* **EXERCISE**
As soon as the line containing "[tag] clock face: a pin per instance" appears, start repeating lines exactly and continue to the end of the entries; please skip pictures.

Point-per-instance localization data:

* * *

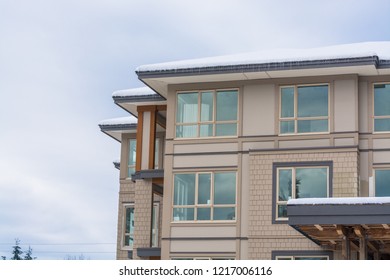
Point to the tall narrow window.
(204, 196)
(304, 109)
(207, 113)
(128, 238)
(381, 107)
(299, 182)
(131, 157)
(382, 182)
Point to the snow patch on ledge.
(141, 91)
(119, 121)
(356, 50)
(339, 200)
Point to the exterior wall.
(264, 234)
(350, 144)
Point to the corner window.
(128, 236)
(381, 107)
(206, 113)
(299, 180)
(304, 109)
(382, 182)
(131, 157)
(204, 196)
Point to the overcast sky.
(61, 60)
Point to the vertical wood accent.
(152, 138)
(139, 140)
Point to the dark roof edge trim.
(138, 98)
(262, 67)
(115, 127)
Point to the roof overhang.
(116, 130)
(328, 222)
(130, 103)
(159, 80)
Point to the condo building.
(280, 154)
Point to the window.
(304, 109)
(381, 107)
(132, 157)
(206, 113)
(128, 238)
(382, 182)
(299, 180)
(204, 196)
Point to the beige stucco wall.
(265, 236)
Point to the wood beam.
(140, 128)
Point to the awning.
(359, 224)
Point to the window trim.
(304, 253)
(275, 179)
(373, 109)
(196, 205)
(374, 175)
(296, 118)
(214, 121)
(123, 233)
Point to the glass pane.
(206, 109)
(282, 211)
(382, 100)
(285, 184)
(287, 102)
(382, 182)
(382, 124)
(184, 193)
(187, 108)
(132, 151)
(186, 131)
(183, 214)
(226, 129)
(313, 101)
(206, 130)
(204, 214)
(156, 153)
(311, 182)
(227, 105)
(204, 187)
(130, 171)
(312, 126)
(287, 127)
(225, 188)
(224, 213)
(129, 228)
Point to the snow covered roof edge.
(339, 200)
(379, 50)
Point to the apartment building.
(281, 154)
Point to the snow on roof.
(367, 49)
(141, 91)
(339, 200)
(119, 121)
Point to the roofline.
(138, 98)
(263, 67)
(116, 127)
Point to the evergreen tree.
(17, 251)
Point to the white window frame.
(213, 122)
(197, 206)
(293, 187)
(373, 110)
(124, 246)
(296, 118)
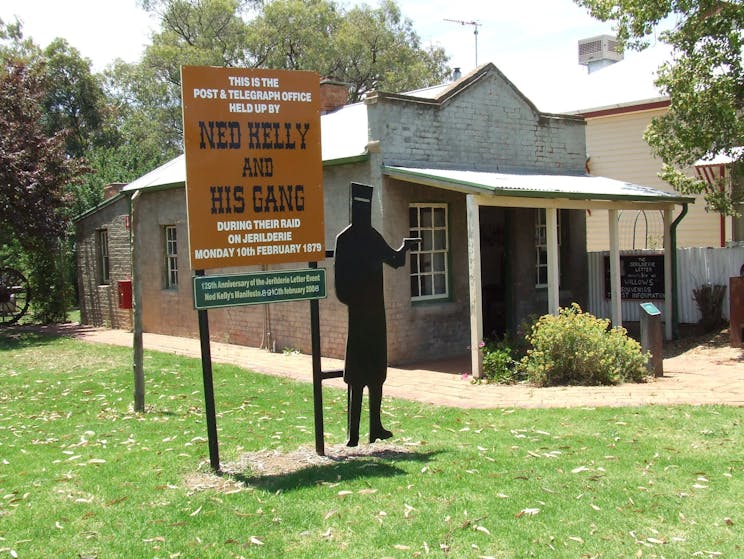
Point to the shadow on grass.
(290, 472)
(708, 340)
(22, 337)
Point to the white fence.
(695, 267)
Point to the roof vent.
(598, 52)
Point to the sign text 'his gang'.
(254, 171)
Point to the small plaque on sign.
(258, 288)
(650, 309)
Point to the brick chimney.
(112, 189)
(333, 95)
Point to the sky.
(533, 42)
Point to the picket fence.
(695, 267)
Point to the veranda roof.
(582, 188)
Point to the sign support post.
(209, 409)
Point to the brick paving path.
(698, 376)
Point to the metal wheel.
(15, 296)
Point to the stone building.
(496, 189)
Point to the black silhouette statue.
(360, 253)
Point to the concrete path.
(698, 376)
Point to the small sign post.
(254, 192)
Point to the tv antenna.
(475, 25)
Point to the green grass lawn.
(81, 475)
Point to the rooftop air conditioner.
(602, 47)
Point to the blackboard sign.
(641, 276)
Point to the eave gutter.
(475, 188)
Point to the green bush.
(498, 364)
(576, 348)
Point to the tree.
(34, 173)
(369, 48)
(704, 82)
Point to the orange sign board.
(254, 176)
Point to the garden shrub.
(577, 348)
(498, 364)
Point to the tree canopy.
(368, 48)
(703, 79)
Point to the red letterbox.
(125, 294)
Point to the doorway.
(494, 270)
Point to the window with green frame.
(104, 265)
(171, 257)
(429, 260)
(541, 246)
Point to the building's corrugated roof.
(577, 187)
(169, 174)
(721, 158)
(344, 132)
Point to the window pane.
(426, 285)
(440, 284)
(414, 263)
(426, 243)
(414, 286)
(428, 261)
(413, 216)
(426, 217)
(425, 262)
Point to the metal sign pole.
(214, 451)
(317, 373)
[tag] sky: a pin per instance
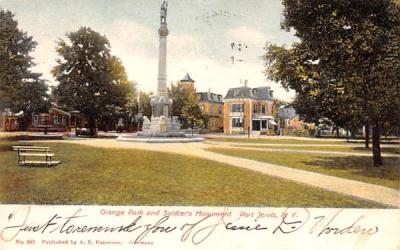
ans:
(201, 33)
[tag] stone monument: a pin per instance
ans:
(161, 123)
(161, 127)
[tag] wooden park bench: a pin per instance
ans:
(27, 154)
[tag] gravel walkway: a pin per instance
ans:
(366, 191)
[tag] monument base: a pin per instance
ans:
(162, 127)
(161, 130)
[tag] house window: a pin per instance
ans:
(255, 109)
(237, 108)
(237, 122)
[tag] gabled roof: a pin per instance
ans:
(286, 112)
(209, 97)
(58, 111)
(260, 93)
(187, 78)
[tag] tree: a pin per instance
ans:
(348, 56)
(185, 106)
(91, 80)
(20, 88)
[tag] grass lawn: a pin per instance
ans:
(344, 148)
(350, 167)
(91, 175)
(276, 141)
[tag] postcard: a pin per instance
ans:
(199, 124)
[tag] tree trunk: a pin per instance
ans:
(367, 135)
(376, 148)
(92, 126)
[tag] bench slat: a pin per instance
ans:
(33, 150)
(29, 147)
(40, 163)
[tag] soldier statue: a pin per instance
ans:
(164, 7)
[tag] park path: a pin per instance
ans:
(366, 191)
(280, 148)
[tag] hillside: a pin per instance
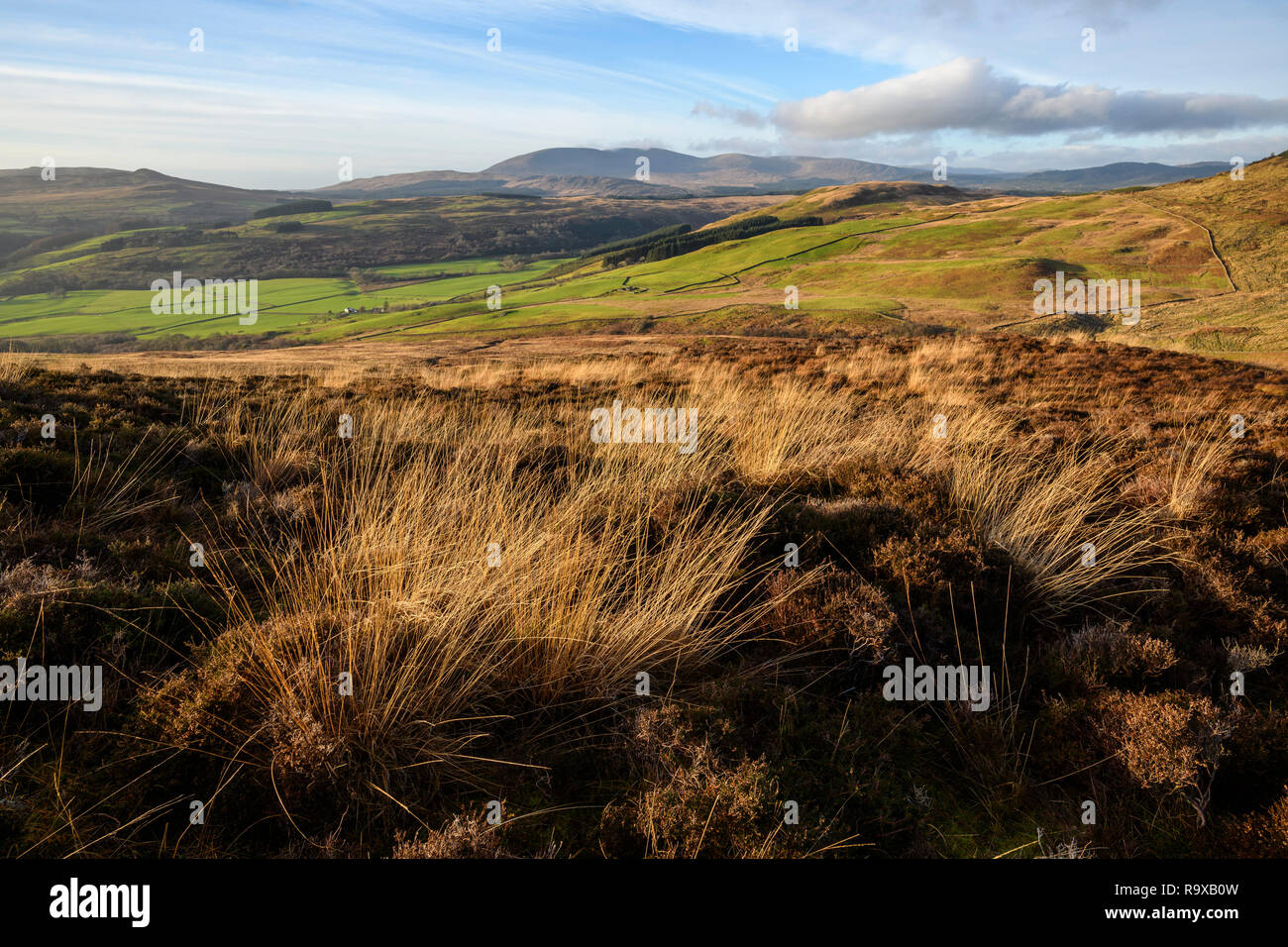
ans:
(909, 257)
(1247, 222)
(82, 200)
(565, 171)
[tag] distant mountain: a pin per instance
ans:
(95, 200)
(601, 171)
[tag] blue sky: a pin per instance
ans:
(283, 89)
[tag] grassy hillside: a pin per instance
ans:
(510, 672)
(905, 256)
(355, 236)
(1248, 226)
(81, 200)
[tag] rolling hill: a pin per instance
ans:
(1210, 257)
(566, 171)
(95, 200)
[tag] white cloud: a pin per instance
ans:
(969, 94)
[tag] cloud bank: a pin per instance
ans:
(967, 93)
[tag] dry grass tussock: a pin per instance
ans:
(468, 562)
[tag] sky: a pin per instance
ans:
(281, 93)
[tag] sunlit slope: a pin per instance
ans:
(1248, 226)
(969, 264)
(307, 308)
(930, 258)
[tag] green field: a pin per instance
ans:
(936, 261)
(308, 307)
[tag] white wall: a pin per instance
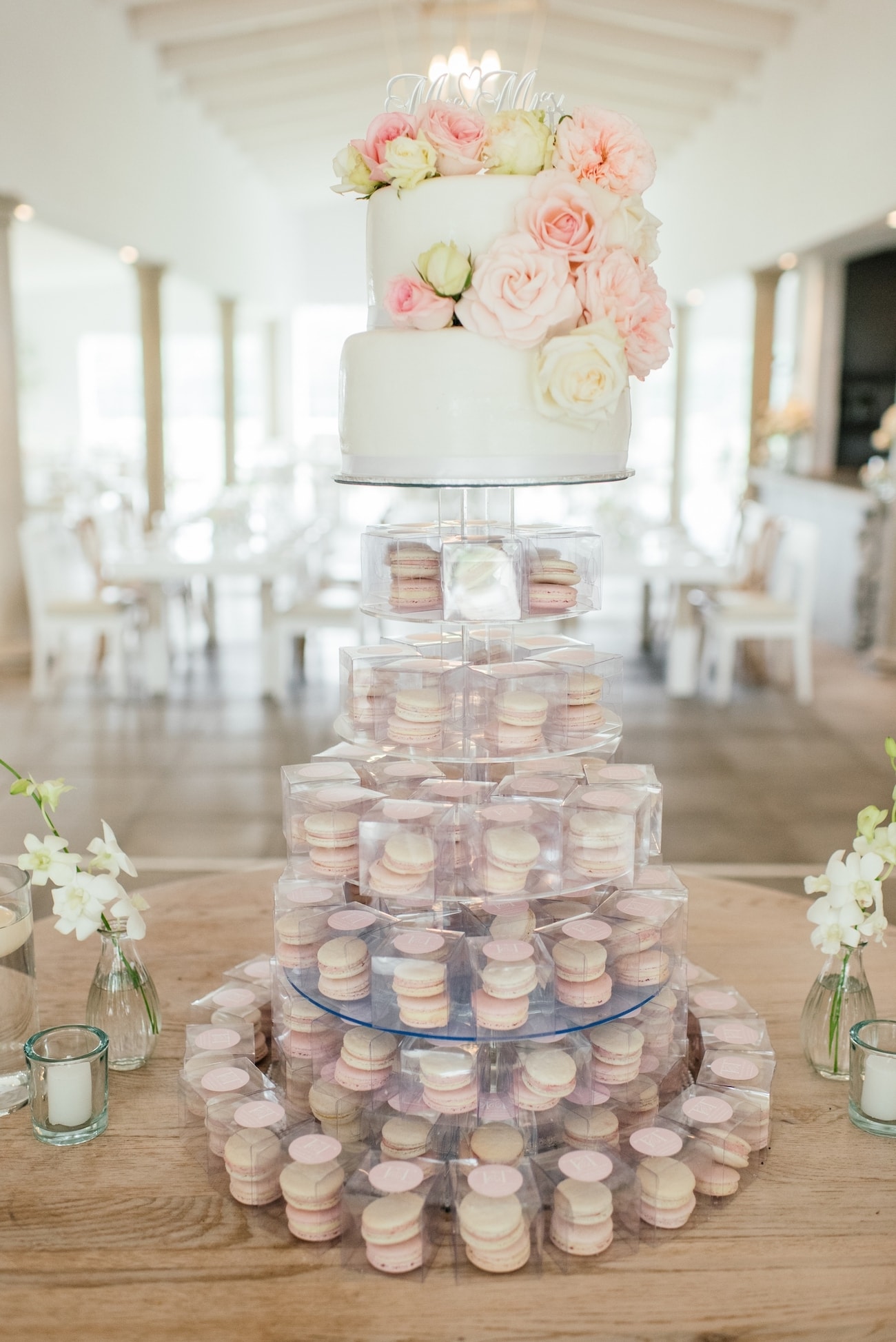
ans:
(103, 147)
(805, 154)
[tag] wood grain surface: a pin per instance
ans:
(124, 1239)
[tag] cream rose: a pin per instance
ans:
(447, 269)
(407, 163)
(580, 378)
(518, 141)
(520, 294)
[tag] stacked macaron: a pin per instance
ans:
(414, 569)
(420, 990)
(344, 964)
(667, 1192)
(333, 843)
(404, 866)
(313, 1194)
(299, 936)
(419, 718)
(365, 1059)
(580, 977)
(520, 717)
(547, 1075)
(494, 1232)
(551, 582)
(449, 1084)
(510, 855)
(616, 1053)
(601, 843)
(252, 1160)
(582, 1217)
(392, 1230)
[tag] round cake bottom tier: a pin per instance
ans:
(452, 408)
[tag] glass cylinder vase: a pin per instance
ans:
(837, 1000)
(123, 1000)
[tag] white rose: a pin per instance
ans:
(580, 378)
(353, 172)
(407, 163)
(518, 141)
(628, 223)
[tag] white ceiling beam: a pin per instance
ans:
(651, 50)
(730, 21)
(179, 21)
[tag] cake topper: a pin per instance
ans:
(491, 92)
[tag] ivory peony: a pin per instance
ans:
(520, 294)
(458, 136)
(518, 141)
(580, 378)
(407, 163)
(605, 148)
(561, 216)
(622, 289)
(411, 303)
(381, 132)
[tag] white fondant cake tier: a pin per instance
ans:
(469, 211)
(455, 407)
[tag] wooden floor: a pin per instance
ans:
(123, 1239)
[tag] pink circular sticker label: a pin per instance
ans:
(218, 1039)
(588, 929)
(496, 1180)
(507, 950)
(511, 812)
(350, 919)
(537, 786)
(734, 1068)
(419, 942)
(234, 997)
(407, 810)
(735, 1033)
(223, 1079)
(588, 1166)
(622, 772)
(259, 969)
(314, 1149)
(707, 1109)
(638, 906)
(655, 1141)
(713, 1000)
(396, 1176)
(258, 1113)
(341, 796)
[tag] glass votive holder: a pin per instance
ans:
(872, 1077)
(69, 1084)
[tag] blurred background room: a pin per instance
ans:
(177, 568)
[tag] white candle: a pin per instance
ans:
(69, 1094)
(879, 1088)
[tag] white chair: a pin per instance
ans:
(63, 600)
(784, 612)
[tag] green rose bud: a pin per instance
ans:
(446, 269)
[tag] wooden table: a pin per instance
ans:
(124, 1238)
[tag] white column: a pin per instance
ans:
(150, 329)
(14, 616)
(228, 385)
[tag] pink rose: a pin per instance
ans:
(388, 125)
(520, 294)
(414, 303)
(622, 289)
(561, 216)
(605, 148)
(458, 136)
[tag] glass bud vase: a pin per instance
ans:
(839, 999)
(124, 1002)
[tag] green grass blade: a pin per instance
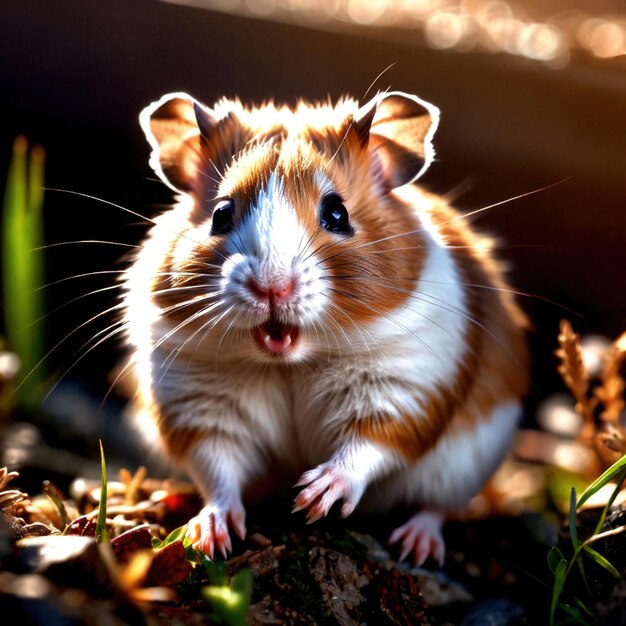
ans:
(23, 268)
(573, 531)
(601, 560)
(557, 587)
(101, 530)
(176, 535)
(613, 471)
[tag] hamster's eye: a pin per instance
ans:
(334, 215)
(223, 217)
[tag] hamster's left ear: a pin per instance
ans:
(397, 129)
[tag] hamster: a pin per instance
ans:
(305, 314)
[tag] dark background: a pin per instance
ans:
(74, 76)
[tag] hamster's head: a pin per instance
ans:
(289, 232)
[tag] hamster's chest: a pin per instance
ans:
(287, 422)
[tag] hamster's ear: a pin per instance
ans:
(397, 129)
(173, 127)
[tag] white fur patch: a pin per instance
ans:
(456, 468)
(426, 335)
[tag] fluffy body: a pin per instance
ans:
(382, 365)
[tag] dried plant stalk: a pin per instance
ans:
(575, 376)
(611, 391)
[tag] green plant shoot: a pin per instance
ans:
(23, 269)
(101, 522)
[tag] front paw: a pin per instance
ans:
(210, 528)
(325, 485)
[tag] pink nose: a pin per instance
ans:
(274, 291)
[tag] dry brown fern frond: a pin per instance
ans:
(610, 393)
(611, 390)
(575, 376)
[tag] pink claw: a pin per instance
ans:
(209, 529)
(421, 536)
(324, 486)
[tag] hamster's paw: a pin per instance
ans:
(324, 485)
(209, 529)
(421, 536)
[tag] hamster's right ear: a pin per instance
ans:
(173, 127)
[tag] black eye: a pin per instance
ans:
(334, 215)
(223, 217)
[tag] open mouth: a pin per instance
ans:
(276, 338)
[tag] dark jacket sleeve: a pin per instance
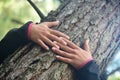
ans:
(90, 72)
(13, 40)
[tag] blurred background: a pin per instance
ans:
(14, 13)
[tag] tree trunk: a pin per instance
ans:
(98, 20)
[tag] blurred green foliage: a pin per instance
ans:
(14, 13)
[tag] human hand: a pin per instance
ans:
(72, 54)
(43, 35)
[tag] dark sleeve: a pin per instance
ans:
(13, 40)
(89, 72)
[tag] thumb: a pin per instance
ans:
(86, 45)
(51, 24)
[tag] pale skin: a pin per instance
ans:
(67, 51)
(73, 54)
(43, 35)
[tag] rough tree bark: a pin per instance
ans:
(98, 20)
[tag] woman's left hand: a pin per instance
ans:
(73, 54)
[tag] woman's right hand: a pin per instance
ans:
(43, 35)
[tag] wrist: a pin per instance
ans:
(29, 30)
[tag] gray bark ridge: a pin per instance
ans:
(97, 20)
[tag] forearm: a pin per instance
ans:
(13, 39)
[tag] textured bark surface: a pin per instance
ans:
(98, 20)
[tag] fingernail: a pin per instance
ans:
(47, 48)
(53, 48)
(57, 21)
(65, 43)
(68, 37)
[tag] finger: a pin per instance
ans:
(62, 53)
(66, 60)
(86, 45)
(64, 47)
(70, 44)
(55, 38)
(59, 34)
(51, 24)
(49, 42)
(42, 44)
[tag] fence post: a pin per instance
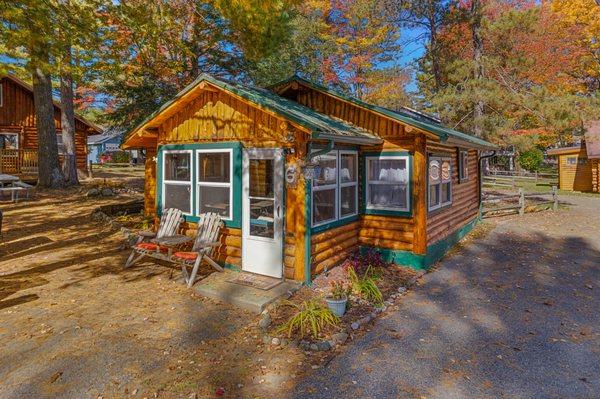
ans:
(521, 202)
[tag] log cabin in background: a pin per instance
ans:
(18, 134)
(302, 175)
(579, 166)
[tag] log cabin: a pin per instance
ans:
(18, 134)
(579, 166)
(303, 175)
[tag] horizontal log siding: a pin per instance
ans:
(17, 108)
(215, 116)
(465, 197)
(330, 247)
(576, 177)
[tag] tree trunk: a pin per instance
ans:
(478, 105)
(67, 119)
(49, 173)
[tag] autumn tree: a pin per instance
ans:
(27, 27)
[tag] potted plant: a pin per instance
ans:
(338, 297)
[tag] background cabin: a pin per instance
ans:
(579, 166)
(18, 134)
(302, 175)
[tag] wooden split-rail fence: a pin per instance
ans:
(521, 206)
(21, 163)
(513, 179)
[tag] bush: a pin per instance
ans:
(365, 286)
(361, 262)
(531, 160)
(312, 317)
(120, 157)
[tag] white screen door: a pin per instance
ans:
(262, 212)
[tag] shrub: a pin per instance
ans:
(361, 262)
(531, 160)
(365, 286)
(312, 317)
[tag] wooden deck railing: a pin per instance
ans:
(19, 162)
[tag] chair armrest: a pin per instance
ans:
(146, 233)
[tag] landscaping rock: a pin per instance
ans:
(339, 338)
(304, 345)
(94, 192)
(323, 345)
(265, 322)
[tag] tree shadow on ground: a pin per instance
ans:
(511, 315)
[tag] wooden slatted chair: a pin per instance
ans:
(207, 238)
(147, 245)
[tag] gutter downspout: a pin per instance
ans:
(480, 186)
(308, 211)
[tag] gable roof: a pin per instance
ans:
(320, 125)
(29, 88)
(408, 116)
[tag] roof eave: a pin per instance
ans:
(346, 139)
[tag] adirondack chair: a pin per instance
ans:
(147, 245)
(207, 238)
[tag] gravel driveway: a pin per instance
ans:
(512, 315)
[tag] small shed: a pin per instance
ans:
(302, 175)
(579, 165)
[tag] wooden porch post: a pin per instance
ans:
(420, 195)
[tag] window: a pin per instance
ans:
(9, 141)
(335, 187)
(463, 165)
(60, 144)
(214, 182)
(387, 185)
(440, 182)
(177, 180)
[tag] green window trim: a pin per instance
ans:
(386, 212)
(236, 178)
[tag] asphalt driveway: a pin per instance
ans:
(513, 315)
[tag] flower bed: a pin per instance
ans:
(390, 279)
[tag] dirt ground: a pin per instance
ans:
(75, 324)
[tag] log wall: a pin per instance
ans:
(595, 175)
(577, 177)
(17, 115)
(216, 116)
(465, 197)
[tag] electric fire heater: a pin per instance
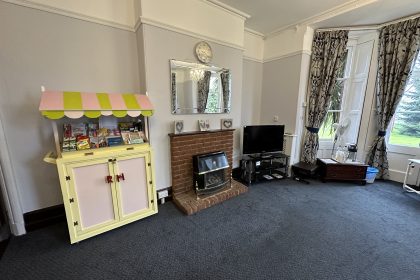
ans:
(210, 172)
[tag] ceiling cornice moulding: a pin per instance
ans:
(152, 22)
(253, 32)
(67, 13)
(253, 59)
(346, 7)
(287, 55)
(227, 8)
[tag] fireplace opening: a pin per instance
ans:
(210, 172)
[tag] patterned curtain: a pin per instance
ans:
(203, 87)
(398, 49)
(328, 53)
(225, 79)
(173, 92)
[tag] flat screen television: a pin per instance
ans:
(260, 139)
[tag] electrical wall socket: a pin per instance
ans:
(163, 194)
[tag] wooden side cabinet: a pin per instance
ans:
(106, 189)
(330, 170)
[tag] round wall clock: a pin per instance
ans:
(203, 52)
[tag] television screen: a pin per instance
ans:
(263, 139)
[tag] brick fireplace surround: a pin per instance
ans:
(183, 147)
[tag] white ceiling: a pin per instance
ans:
(268, 16)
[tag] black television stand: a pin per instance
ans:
(265, 155)
(264, 167)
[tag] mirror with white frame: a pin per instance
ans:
(199, 88)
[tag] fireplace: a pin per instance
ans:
(184, 147)
(209, 172)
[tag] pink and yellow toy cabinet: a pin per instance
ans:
(107, 187)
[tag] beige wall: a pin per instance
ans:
(281, 81)
(39, 48)
(251, 92)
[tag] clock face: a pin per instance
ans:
(203, 52)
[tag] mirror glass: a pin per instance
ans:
(199, 88)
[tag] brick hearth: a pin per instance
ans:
(183, 147)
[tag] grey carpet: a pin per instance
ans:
(278, 230)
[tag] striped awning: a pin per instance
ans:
(57, 104)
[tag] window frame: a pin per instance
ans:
(326, 143)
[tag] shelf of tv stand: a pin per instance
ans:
(254, 167)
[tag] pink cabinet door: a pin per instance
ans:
(94, 195)
(132, 184)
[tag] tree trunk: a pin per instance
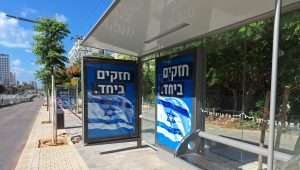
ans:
(48, 103)
(235, 99)
(282, 115)
(263, 127)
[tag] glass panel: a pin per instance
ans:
(218, 156)
(287, 124)
(148, 107)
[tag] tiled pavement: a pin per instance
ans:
(103, 156)
(63, 157)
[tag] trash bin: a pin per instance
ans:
(60, 119)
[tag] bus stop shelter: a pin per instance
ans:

* * *

* **EXERCISE SOLUTION**
[tag] clock face: a pin per instance
ans:
(203, 52)
[tag] mirror glass: a pin per instance
ans:
(199, 88)
[tag] brick hearth: a pin per instance
ans:
(183, 147)
[tag] grey carpet: a pin per instance
ans:
(278, 230)
[tag] striped awning: a pin per instance
ans:
(57, 104)
[tag] window frame: a pin per instance
ans:
(326, 143)
[tag] shelf of tv stand: a pin per instance
ans:
(254, 167)
[tag] pink cabinet door: a pin per instance
ans:
(94, 195)
(132, 184)
[tag] tree trunk: a pin per instance
ans:
(48, 103)
(235, 99)
(282, 115)
(263, 127)
[tag] glass panel: a pin per instance
ans:
(218, 156)
(287, 124)
(148, 107)
[tag] tiled pavement: a pin per instance
ans:
(103, 156)
(63, 157)
[tag] trash bin: a pin per instance
ans:
(60, 119)
[tag] bus stop shelter: a pin per instance
ans:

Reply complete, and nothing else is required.